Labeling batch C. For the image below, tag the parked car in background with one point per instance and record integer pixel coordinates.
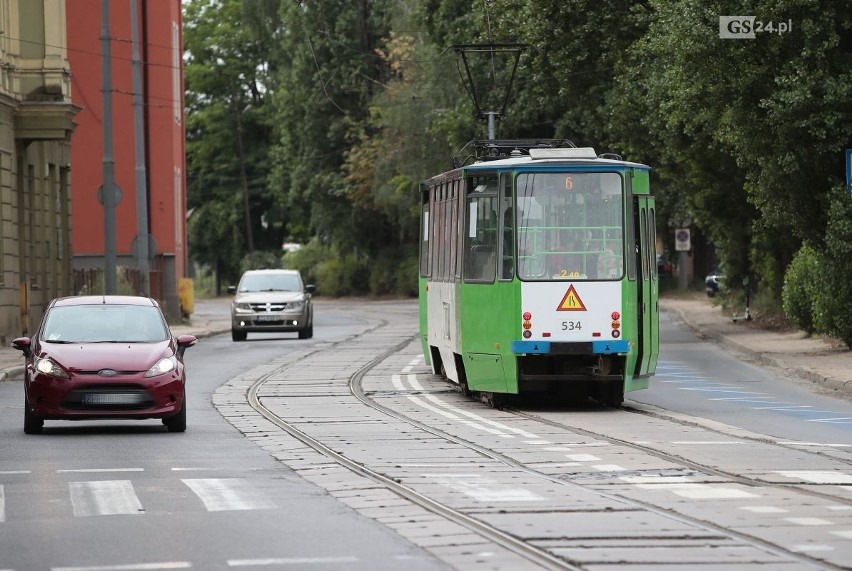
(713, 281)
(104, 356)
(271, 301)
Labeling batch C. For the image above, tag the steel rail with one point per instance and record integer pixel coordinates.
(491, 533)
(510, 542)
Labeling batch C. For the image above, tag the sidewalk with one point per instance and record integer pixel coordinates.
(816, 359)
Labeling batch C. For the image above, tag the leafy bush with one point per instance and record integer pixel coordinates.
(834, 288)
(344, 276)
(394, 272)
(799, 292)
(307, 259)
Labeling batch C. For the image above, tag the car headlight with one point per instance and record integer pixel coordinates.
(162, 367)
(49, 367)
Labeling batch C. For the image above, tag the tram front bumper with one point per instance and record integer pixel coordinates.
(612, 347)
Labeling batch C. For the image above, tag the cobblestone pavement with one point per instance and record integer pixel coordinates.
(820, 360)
* * *
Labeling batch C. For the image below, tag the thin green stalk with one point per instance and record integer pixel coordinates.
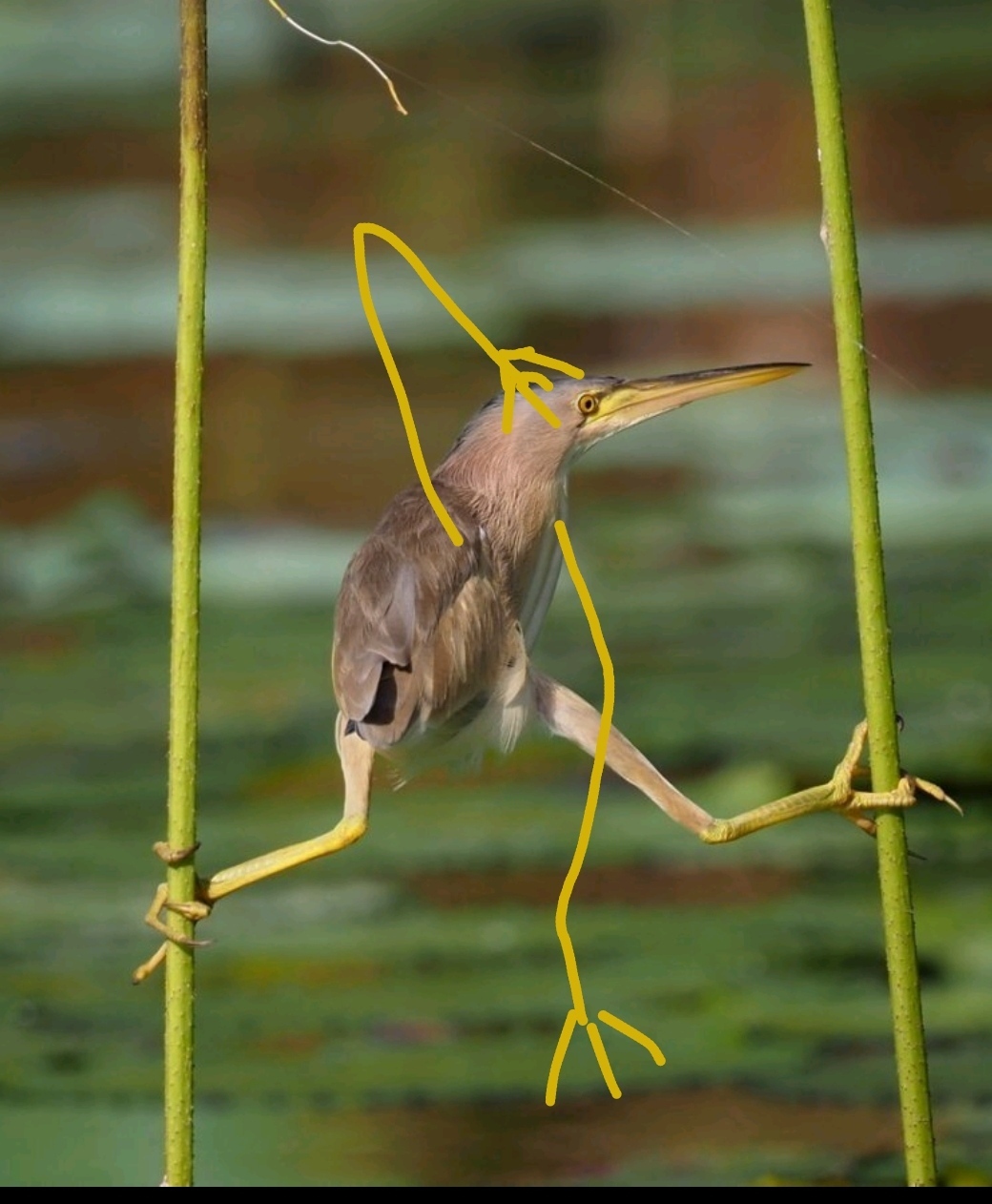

▶ Work to do: Find every line in the two blocks that contains the word "above", and copy each of those lines in full.

▶ Finished answer:
Labeling batch C. For the image above, tag the steel rail with one point per instance and record integer pixel coordinates.
Labeling batch C. For the image above, tag the sidewalk with one point per instance and record integer pixel coordinates.
Labeling batch C. For the image above, tag the leafy bush with one point per instance and record integer pixel coordinates.
Labeling batch C. For the image above, tag the car headlight with one point per instance and record integer pixel coordinates.
Labeling batch C. For the image above, tag the tram front bumper with one point per instance and record integer pixel coordinates.
Labeling batch C. For the image above, tag the cobblestone pavement with one point per instance and record integer pixel coordinates.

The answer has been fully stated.